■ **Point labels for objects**
-- Start --
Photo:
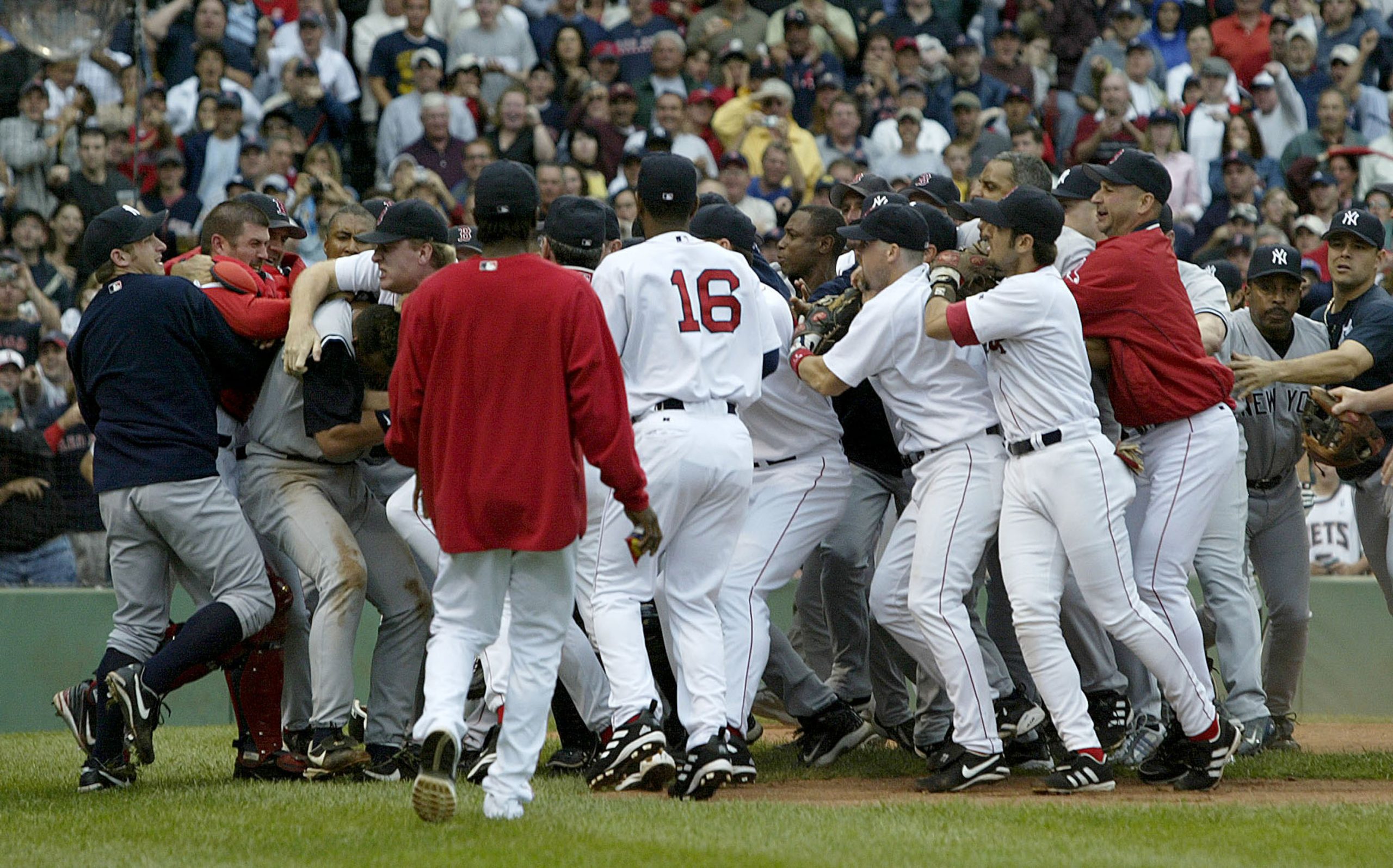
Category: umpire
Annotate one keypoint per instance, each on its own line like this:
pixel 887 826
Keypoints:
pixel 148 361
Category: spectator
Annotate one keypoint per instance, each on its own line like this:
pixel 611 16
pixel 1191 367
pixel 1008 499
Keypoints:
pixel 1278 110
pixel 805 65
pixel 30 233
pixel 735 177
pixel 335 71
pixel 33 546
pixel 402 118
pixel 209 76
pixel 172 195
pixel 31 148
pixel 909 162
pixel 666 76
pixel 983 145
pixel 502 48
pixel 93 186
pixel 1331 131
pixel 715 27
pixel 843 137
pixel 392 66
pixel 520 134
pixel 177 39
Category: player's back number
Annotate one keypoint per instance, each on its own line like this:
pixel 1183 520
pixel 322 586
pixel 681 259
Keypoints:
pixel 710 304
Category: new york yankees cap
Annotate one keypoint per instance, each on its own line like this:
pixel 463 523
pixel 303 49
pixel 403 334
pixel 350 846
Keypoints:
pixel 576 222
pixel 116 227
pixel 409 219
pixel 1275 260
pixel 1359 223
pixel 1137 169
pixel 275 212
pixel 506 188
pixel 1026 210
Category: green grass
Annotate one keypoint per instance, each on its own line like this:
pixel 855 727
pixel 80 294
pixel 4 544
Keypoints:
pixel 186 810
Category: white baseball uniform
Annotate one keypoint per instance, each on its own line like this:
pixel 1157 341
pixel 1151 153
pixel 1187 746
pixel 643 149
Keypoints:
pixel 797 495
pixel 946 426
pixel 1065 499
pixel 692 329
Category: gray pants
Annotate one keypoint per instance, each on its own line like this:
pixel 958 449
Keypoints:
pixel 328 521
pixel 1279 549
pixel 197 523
-- End --
Copy the material word for word, beginning at its first line and stopping after the line that contains "pixel 186 810". Leave the pictures out.

Photo:
Category: umpire
Annotate one keypoint per instance, each on its own line like this:
pixel 887 826
Keypoints:
pixel 148 361
Category: spectator
Annotate one keypoint per instance, each on its own line like this:
pixel 611 16
pixel 1191 367
pixel 1008 499
Keypoints:
pixel 1278 110
pixel 805 65
pixel 30 233
pixel 735 177
pixel 335 71
pixel 33 546
pixel 402 118
pixel 209 76
pixel 172 195
pixel 31 148
pixel 909 162
pixel 666 76
pixel 983 145
pixel 502 48
pixel 93 186
pixel 1331 131
pixel 715 27
pixel 843 137
pixel 392 66
pixel 520 134
pixel 177 39
Category: player's back number
Annotate one keypoint per instance, each on its own line like this:
pixel 1183 520
pixel 322 586
pixel 681 259
Keypoints:
pixel 710 304
Category: new york yankees cap
Annotate one keypoint per instance, each on its own line like this:
pixel 463 523
pixel 303 49
pixel 403 334
pixel 350 846
Keypoints:
pixel 576 222
pixel 116 227
pixel 409 219
pixel 1275 260
pixel 1359 223
pixel 1137 169
pixel 275 212
pixel 506 188
pixel 1026 210
Category: green grass
Annotate one keypoint per instance, each on its own line like this:
pixel 855 727
pixel 80 294
pixel 4 544
Keypoints:
pixel 186 810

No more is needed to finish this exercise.